──────── DATASET ENTRIES

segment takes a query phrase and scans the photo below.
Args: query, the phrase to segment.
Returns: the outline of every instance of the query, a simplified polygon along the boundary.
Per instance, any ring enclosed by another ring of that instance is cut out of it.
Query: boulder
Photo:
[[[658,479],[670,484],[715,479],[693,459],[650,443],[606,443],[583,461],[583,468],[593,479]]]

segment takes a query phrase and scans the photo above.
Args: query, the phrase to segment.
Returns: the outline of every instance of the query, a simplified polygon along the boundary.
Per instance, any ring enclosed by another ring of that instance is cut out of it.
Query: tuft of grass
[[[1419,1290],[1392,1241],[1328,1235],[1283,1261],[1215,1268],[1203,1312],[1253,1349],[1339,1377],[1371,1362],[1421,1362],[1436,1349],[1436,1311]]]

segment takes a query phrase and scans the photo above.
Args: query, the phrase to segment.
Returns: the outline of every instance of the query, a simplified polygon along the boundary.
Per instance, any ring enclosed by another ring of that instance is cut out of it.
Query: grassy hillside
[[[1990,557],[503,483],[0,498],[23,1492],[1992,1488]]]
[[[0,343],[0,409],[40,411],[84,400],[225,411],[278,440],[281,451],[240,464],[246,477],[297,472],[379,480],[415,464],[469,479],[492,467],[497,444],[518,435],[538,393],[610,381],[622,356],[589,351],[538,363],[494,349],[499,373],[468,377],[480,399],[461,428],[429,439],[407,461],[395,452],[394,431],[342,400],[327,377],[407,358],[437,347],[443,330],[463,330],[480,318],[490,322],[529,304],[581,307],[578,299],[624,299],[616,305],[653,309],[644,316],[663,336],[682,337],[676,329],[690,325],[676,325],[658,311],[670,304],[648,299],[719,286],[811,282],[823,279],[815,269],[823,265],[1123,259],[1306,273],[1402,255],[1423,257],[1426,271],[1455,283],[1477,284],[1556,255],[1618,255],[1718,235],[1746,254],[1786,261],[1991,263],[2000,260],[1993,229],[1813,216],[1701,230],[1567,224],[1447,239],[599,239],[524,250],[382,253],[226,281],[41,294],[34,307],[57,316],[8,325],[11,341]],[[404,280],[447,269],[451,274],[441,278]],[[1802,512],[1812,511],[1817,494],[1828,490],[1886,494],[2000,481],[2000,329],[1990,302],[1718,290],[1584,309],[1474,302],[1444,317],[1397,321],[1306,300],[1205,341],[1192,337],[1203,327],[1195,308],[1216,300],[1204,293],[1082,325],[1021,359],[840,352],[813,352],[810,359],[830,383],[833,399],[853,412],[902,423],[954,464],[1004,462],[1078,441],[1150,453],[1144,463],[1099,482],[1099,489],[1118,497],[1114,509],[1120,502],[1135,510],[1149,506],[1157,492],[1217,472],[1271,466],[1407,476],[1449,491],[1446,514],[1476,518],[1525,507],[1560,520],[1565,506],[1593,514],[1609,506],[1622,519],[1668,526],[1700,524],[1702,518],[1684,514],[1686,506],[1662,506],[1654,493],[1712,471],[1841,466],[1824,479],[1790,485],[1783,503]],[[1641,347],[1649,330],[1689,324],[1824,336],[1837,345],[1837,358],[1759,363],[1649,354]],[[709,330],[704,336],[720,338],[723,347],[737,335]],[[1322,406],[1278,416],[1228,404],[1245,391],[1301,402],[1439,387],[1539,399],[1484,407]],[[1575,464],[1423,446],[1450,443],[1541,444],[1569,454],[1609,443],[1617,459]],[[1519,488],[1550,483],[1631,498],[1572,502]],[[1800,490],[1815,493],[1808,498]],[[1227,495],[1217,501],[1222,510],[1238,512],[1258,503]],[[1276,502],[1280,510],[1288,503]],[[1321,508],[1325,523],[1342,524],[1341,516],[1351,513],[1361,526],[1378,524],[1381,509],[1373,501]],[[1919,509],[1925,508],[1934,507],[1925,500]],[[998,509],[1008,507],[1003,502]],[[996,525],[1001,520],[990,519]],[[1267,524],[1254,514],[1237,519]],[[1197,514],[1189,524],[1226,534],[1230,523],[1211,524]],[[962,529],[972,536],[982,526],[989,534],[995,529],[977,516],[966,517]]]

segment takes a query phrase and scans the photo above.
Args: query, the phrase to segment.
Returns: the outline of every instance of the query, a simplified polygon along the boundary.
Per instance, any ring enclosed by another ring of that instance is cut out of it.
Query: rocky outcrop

────────────────

Each line of the records should be repeated exactly as it stands.

segment takes a query phrase and scans the photo below.
Args: query, the phrase to segment.
Returns: the outline of every instance of the query, a simplified polygon along the boundary.
Per instance, any ring enclosed by another ring of that instance is cut out of it.
Query: boulder
Photo:
[[[658,479],[670,484],[715,479],[693,459],[650,443],[606,443],[583,461],[583,468],[593,479]]]

segment takes a query phrase and scans the photo above.
Args: query, the phrase to segment.
Returns: the outline of every instance of the query, a simplified polygon along the boundary.
Per instance, any ring enclosed by another ring of that instance is cut out of it.
Query: tuft of grass
[[[1419,1290],[1392,1241],[1328,1235],[1283,1261],[1215,1268],[1203,1312],[1253,1349],[1339,1377],[1371,1362],[1421,1362],[1436,1349],[1436,1311]]]

segment takes a query phrase and scans the photo above.
Args: query, the phrase to segment.
Returns: the outline of every instance of the query, a simplified polygon along the boundary.
Per instance, any ring enclosed by another ring of that instance is cut out of it.
Query: grassy hillside
[[[1990,557],[503,483],[0,498],[23,1492],[1992,1488]]]
[[[0,343],[0,409],[40,411],[84,400],[225,411],[278,440],[281,451],[240,464],[246,477],[297,472],[379,480],[415,464],[469,479],[492,467],[497,444],[518,435],[538,393],[610,381],[622,356],[589,351],[538,363],[494,349],[499,373],[468,377],[480,399],[461,428],[429,439],[407,461],[395,452],[394,431],[342,400],[327,377],[407,358],[437,347],[443,330],[463,330],[480,318],[490,322],[529,304],[581,307],[578,299],[624,299],[616,305],[653,309],[644,316],[663,336],[682,337],[676,329],[690,325],[676,325],[658,311],[670,304],[648,299],[719,286],[811,282],[823,279],[815,269],[823,265],[1123,259],[1306,273],[1402,255],[1423,257],[1426,271],[1455,283],[1477,284],[1556,255],[1618,255],[1718,235],[1746,254],[1786,261],[1991,263],[2000,260],[1993,229],[1813,216],[1701,230],[1567,224],[1447,239],[599,239],[524,250],[382,253],[226,281],[41,294],[34,307],[57,316],[8,325],[11,341]],[[404,280],[447,269],[451,274],[441,278]],[[1802,512],[1812,511],[1817,494],[1828,490],[1886,494],[2000,481],[2000,329],[1990,302],[1718,290],[1584,309],[1474,302],[1444,317],[1397,321],[1306,300],[1205,341],[1192,337],[1203,327],[1195,308],[1216,300],[1204,293],[1082,325],[1021,359],[840,352],[813,352],[810,359],[830,383],[833,399],[853,412],[902,423],[954,464],[1004,462],[1078,441],[1150,453],[1144,463],[1099,482],[1099,489],[1118,497],[1114,509],[1120,502],[1135,510],[1149,506],[1157,492],[1217,472],[1271,466],[1407,476],[1449,491],[1446,514],[1476,518],[1525,507],[1560,520],[1565,506],[1593,514],[1609,506],[1622,519],[1668,526],[1700,524],[1702,518],[1684,514],[1686,506],[1662,506],[1654,493],[1712,471],[1841,466],[1824,479],[1790,485],[1783,503]],[[1641,347],[1649,330],[1689,324],[1824,336],[1837,345],[1837,358],[1759,363],[1649,354]],[[709,330],[704,336],[720,338],[723,347],[737,335]],[[1322,406],[1278,416],[1228,404],[1245,391],[1301,402],[1439,387],[1539,399],[1484,407]],[[1575,464],[1423,446],[1450,443],[1541,444],[1569,454],[1609,443],[1617,459]],[[1519,488],[1550,483],[1631,498],[1572,502]],[[1800,490],[1815,493],[1808,498]],[[1227,495],[1217,501],[1222,510],[1238,512],[1258,503]],[[1276,502],[1280,510],[1288,503]],[[1321,508],[1325,523],[1342,524],[1341,516],[1351,513],[1361,526],[1378,524],[1381,509],[1373,501]],[[1919,509],[1925,508],[1934,507],[1925,500]],[[998,509],[1008,507],[1003,502]],[[996,525],[1001,520],[990,519]],[[1267,524],[1254,514],[1237,519]],[[1197,514],[1189,524],[1226,534],[1230,523],[1211,524]],[[962,529],[972,536],[982,526],[989,534],[995,529],[977,516],[966,517]]]

segment takes a query phrase and scans the photo above.
Args: query, the phrase to segment.
Returns: the outline of every instance of the query, a simplified polygon along the boundary.
Per instance, any ring enclosed by another ring of that instance is cut out of it.
Query: rocky outcrop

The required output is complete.